Document text:
· · · · ·

Other striking paintings are “Palma y Palma” and “Cuerpos Pintados” and “Cuerpo Humano Cuerpos Pintados” by Roberto Edwards.

“They are acrylic photographs of the actual painted bodies and are absolutely reflective of the new Chile, where the inhibitions of the past are fading away to give the authors flexibility in the use of color and shape,” Norma said. “Very original and beautiful.”

In the dining room there is the painting “Alicia La Japonesa” by Claudio Herrera, a young painter with a technique where detail and smallness go hand in hand with amplitude and color.

Next to this is “The Water Melon” by Roser Bru, one of Chile’s most well-known artists. This painting was hiding in an office in the embassy and Norma put it where she thought it belonged.

The ambassador said: “I was particularly keen to have such provocative art there because the dining room in the residence is equivalent to the seminar table at the university, where a lot of interesting conversations take place.”

“All the modern artworks in the residence represent the new soul of Chile in a world full of uncertainty and challenges,” Norma said.

“My motivation comes from a true love of art and a conviction that the best way to show what your country is and represents is by showing the artistic expressions of that country — be they ceramics, paintings, sculptures, photography, poetry, literature, and nowadays also videos and movies.”

Chile in 1970 became the first country in South America to establish a diplomatic relationship with China. It also was the first country to sign an individual free trade agreement with China, in 2005.

· · · · ·

Extracted material:
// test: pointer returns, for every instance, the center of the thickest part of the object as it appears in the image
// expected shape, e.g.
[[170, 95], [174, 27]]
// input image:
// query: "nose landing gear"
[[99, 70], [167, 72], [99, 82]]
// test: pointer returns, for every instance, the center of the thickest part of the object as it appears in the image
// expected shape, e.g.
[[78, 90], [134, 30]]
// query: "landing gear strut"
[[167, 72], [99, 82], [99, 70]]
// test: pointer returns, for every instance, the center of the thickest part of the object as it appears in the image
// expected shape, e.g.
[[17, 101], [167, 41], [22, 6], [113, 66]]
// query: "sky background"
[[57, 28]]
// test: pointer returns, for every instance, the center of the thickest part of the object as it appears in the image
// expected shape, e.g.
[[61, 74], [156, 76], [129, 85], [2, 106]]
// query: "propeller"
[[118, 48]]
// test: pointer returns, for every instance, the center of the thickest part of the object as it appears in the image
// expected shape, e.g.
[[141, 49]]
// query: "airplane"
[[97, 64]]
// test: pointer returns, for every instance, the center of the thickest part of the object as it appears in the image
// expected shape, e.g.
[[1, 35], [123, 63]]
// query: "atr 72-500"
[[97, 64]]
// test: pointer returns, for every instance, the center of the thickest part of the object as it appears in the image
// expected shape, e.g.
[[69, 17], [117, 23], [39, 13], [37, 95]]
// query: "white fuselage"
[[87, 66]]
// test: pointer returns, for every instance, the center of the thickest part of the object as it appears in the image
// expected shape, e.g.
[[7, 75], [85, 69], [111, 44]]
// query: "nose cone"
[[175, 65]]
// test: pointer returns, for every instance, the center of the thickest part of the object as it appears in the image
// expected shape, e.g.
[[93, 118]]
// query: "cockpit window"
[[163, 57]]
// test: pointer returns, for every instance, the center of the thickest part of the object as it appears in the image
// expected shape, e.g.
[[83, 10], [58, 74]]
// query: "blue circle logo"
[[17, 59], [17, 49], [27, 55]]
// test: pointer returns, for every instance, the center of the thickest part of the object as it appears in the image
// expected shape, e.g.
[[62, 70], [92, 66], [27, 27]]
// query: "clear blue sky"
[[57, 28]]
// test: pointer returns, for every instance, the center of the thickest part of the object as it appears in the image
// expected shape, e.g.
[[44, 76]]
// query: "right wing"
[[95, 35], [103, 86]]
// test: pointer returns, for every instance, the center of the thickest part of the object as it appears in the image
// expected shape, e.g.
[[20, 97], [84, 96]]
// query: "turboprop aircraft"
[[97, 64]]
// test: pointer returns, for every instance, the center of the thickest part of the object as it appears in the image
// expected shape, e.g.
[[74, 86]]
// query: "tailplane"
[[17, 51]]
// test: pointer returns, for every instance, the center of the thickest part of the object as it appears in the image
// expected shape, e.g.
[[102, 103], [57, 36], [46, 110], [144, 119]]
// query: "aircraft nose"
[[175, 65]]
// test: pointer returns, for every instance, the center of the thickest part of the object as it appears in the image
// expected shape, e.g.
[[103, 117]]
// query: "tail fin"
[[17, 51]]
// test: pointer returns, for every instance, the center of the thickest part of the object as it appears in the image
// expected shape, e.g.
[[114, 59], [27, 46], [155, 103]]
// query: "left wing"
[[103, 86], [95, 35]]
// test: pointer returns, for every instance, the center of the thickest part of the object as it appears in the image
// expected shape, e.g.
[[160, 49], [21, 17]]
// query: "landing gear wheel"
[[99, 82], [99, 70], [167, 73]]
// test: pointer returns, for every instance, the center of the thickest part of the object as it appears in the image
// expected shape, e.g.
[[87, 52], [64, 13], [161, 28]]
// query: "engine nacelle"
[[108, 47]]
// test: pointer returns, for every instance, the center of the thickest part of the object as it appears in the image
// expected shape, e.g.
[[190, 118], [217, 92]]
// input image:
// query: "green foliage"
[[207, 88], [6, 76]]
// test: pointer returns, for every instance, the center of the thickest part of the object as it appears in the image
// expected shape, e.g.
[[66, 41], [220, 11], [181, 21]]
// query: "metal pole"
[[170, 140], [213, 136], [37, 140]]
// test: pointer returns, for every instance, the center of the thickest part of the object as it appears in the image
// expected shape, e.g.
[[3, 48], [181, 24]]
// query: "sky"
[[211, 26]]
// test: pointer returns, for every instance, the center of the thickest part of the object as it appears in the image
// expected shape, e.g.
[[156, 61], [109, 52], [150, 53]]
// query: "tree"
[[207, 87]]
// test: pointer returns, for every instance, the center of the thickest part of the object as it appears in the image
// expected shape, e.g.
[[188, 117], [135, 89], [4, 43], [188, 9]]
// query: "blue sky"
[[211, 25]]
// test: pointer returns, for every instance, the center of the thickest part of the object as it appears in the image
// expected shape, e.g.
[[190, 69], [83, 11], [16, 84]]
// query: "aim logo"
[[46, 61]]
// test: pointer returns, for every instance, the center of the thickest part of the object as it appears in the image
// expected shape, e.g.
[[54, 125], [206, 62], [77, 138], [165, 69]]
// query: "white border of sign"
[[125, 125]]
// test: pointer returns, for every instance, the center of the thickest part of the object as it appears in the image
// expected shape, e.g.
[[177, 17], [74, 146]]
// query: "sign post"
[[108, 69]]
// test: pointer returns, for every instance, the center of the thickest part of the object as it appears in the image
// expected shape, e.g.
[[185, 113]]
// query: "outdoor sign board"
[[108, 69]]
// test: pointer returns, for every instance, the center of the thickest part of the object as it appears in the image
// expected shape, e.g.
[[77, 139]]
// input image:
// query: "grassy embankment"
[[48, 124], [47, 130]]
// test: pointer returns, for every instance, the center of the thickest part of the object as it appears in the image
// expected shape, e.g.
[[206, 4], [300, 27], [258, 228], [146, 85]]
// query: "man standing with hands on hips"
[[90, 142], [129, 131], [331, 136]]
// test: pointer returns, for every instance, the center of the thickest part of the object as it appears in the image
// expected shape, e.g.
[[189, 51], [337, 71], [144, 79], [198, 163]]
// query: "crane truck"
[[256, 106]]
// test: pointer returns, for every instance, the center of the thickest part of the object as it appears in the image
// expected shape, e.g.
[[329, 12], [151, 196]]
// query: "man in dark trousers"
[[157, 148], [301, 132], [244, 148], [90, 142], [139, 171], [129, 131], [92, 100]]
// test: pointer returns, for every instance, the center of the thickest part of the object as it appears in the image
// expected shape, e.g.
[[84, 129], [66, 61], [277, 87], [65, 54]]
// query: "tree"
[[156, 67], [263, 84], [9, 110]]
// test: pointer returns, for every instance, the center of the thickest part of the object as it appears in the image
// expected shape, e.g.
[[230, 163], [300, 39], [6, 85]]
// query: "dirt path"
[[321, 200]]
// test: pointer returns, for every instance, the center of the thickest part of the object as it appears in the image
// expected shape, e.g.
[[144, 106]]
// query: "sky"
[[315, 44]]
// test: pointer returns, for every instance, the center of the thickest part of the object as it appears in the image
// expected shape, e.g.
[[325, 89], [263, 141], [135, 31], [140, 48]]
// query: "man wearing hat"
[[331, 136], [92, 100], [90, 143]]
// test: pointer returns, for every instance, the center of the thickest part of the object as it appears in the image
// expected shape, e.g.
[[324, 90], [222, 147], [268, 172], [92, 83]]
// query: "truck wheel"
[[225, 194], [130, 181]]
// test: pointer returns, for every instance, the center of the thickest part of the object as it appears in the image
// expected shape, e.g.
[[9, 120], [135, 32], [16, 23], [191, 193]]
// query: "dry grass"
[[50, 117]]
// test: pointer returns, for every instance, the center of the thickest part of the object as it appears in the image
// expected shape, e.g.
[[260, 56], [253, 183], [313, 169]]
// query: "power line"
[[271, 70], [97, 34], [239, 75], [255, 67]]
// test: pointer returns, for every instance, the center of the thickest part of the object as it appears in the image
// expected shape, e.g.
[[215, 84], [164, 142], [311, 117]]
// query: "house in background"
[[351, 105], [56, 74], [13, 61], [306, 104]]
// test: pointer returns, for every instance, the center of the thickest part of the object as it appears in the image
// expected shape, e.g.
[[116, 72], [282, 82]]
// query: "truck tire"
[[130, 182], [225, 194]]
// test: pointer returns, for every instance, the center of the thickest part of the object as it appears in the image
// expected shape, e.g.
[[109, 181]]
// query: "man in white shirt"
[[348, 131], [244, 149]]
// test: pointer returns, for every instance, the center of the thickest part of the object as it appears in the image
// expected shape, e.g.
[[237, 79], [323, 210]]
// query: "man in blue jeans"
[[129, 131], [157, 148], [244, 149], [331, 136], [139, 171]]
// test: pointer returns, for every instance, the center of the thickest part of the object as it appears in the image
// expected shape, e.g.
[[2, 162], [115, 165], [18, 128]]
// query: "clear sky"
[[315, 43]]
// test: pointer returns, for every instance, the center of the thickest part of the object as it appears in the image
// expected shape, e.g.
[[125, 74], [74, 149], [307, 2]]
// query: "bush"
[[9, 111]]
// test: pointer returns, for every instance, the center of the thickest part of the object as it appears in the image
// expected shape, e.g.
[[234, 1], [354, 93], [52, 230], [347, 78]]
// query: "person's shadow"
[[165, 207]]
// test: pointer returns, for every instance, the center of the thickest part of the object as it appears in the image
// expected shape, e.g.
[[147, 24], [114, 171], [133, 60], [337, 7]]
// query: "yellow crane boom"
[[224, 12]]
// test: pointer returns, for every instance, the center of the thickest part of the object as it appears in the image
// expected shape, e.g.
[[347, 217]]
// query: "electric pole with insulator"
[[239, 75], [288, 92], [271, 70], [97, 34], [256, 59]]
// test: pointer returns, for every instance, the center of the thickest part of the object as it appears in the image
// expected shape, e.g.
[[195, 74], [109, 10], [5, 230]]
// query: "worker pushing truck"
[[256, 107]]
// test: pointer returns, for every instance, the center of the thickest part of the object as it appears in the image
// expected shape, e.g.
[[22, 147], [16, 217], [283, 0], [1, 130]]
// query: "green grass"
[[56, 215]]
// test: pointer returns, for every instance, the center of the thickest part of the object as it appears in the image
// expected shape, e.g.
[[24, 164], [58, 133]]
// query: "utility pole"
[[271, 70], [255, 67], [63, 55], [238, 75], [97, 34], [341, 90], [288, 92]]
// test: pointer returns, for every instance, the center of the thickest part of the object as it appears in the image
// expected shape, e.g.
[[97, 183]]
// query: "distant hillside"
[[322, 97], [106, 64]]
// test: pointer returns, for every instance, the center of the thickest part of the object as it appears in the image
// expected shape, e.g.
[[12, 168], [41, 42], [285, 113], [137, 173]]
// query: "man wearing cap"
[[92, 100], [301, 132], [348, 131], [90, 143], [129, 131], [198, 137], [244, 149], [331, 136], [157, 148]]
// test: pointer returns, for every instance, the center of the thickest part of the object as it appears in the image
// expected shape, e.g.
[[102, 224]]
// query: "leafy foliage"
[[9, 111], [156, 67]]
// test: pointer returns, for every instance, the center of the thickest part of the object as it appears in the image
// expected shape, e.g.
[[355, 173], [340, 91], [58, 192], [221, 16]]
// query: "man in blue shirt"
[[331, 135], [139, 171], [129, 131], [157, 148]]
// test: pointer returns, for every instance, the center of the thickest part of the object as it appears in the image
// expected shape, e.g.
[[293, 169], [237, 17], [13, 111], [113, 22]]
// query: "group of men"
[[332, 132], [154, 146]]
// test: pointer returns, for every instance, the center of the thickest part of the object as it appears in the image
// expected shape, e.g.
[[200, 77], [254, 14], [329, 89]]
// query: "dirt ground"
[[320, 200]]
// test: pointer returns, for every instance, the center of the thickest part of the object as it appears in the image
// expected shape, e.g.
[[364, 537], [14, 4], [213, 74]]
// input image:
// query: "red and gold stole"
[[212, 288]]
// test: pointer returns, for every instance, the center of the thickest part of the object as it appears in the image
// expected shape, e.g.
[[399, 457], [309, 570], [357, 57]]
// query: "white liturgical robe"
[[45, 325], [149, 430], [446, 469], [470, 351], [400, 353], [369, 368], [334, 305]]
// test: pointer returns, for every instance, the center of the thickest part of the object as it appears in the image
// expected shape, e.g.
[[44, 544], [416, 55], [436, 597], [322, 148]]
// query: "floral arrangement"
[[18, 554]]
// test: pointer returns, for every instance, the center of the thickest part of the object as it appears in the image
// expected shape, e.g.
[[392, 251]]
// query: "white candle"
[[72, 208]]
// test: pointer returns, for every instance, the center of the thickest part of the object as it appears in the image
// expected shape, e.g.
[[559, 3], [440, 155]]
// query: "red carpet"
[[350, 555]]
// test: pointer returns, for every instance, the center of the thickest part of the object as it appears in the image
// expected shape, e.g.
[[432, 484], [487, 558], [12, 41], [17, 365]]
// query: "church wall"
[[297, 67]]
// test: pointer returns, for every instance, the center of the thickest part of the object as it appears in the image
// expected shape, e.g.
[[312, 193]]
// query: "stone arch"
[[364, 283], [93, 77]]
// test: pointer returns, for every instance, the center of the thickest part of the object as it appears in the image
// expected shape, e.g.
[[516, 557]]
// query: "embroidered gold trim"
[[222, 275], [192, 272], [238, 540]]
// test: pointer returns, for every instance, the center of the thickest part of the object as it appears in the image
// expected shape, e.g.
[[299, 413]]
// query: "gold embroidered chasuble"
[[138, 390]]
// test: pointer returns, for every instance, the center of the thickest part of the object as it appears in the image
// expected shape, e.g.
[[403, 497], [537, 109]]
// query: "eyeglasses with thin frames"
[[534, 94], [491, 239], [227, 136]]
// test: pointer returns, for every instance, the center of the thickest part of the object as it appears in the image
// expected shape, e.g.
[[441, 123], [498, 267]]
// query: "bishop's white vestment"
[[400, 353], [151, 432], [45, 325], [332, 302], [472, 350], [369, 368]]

· · · · ·

Exercise description: From the article on Chilean art, write out everything from "Other striking paintings" down to "amplitude and color." word for word. The rows have nothing to do with the article on Chilean art.

Result of this exercise:
Other striking paintings are “Palma y Palma” and “Cuerpos Pintados” and “Cuerpo Humano Cuerpos Pintados” by Roberto Edwards.

“They are acrylic photographs of the actual painted bodies and are absolutely reflective of the new Chile, where the inhibitions of the past are fading away to give the authors flexibility in the use of color and shape,” Norma said. “Very original and beautiful.”

In the dining room there is the painting “Alicia La Japonesa” by Claudio Herrera, a young painter with a technique where detail and smallness go hand in hand with amplitude and color.